§ **OBJETIVO A**: Cuenta las líneas de los registros que contienen la cadena "green", distinguiendo mayúsculas de minúsculas, y responde solo con el número.

§ **TEXTO DE LECTURA**:
#####

Fue algo que también respondió a la proliferación de las coproducciones con el extranjero, una suerte de regreso a lo que era habitual antes del boom del nuevo cine venezolano en los setenta. A partir de 1990 comenzaron a tener un peso mayor con dos sobre los cuatro estrenos ese año, mientras que las dos películas que se estrenaron en 1992 fueron coproducidas. En la década de 1990 a 2000 solo hubo cuatro años en los que las películas nacionales sin participación extranjera fueron tantas o más que las coproducciones.
Hay que vincular esto con las políticas de apertura internacional de la economía del segundo gobierno de Carlos Andrés Pérez. Tempranamente en su mandato se creó el Mercado Común Cinematográfico Iberoamericano, que se convirtió en ley en 1991. Más impacto tuvieron la iniciativa de productores de Venezuela, Colombia y México de formar el “G3 del cine”, en el marco del acuerdo de integración homónimo suscrito en 1994, y la creación en 1995 del programa Ibermedia de estímulo a las coproducciones. Aún mayor incluso fue la participación de dos países europeos, España y Francia, y también de Cuba, que se hizo cobeneficiaria con Venezuela de la coproducción de varios filmes.

#####

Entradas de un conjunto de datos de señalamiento
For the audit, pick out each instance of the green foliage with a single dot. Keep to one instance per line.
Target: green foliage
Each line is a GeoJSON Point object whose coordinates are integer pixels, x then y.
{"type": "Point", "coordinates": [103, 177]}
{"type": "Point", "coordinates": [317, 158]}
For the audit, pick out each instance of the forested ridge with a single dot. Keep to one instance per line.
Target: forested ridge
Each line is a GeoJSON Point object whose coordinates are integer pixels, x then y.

#####

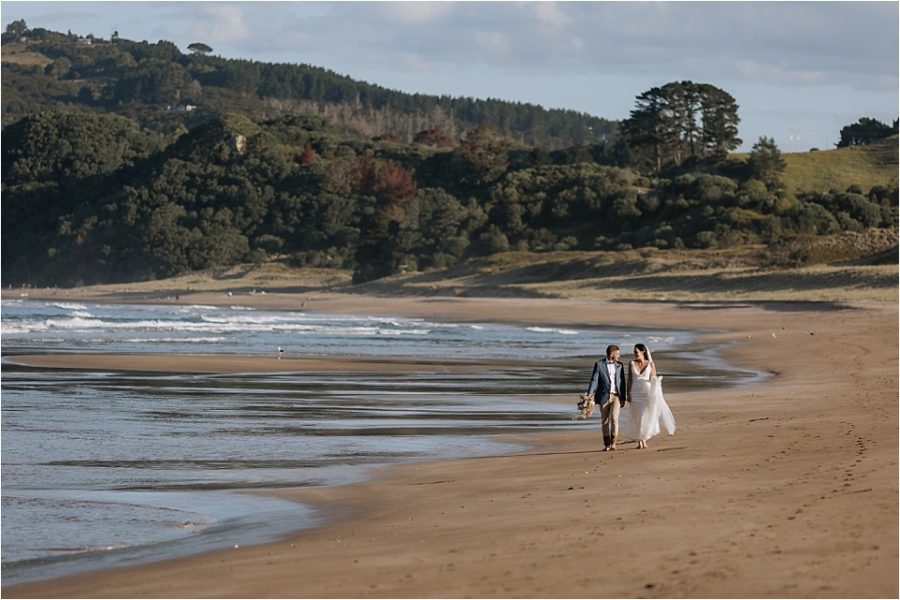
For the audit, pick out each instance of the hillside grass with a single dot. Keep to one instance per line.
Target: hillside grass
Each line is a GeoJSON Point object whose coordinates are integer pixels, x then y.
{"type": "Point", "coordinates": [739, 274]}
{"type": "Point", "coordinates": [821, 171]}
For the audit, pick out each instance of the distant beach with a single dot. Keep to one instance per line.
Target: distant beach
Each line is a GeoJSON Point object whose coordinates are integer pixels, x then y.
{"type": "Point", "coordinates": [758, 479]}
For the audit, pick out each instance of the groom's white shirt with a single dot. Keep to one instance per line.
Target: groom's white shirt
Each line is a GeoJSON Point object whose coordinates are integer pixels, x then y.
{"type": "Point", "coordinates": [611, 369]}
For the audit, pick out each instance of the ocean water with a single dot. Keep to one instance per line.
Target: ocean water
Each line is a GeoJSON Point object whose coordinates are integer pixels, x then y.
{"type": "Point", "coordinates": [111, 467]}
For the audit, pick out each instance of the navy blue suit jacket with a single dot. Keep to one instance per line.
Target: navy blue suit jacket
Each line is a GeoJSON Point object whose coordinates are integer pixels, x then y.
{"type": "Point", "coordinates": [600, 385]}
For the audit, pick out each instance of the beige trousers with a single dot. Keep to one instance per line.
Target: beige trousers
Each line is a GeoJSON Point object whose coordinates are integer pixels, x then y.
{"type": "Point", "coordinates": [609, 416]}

#####

§ **OBJETIVO B**: Según el texto sobre las coproducciones del cine venezolano, ¿en qué año se creó el programa Ibermedia?

§ **RESULTADO DE LA TAREA A**: 2

§ **RESULTADO DE LA TAREA B**: En 1995.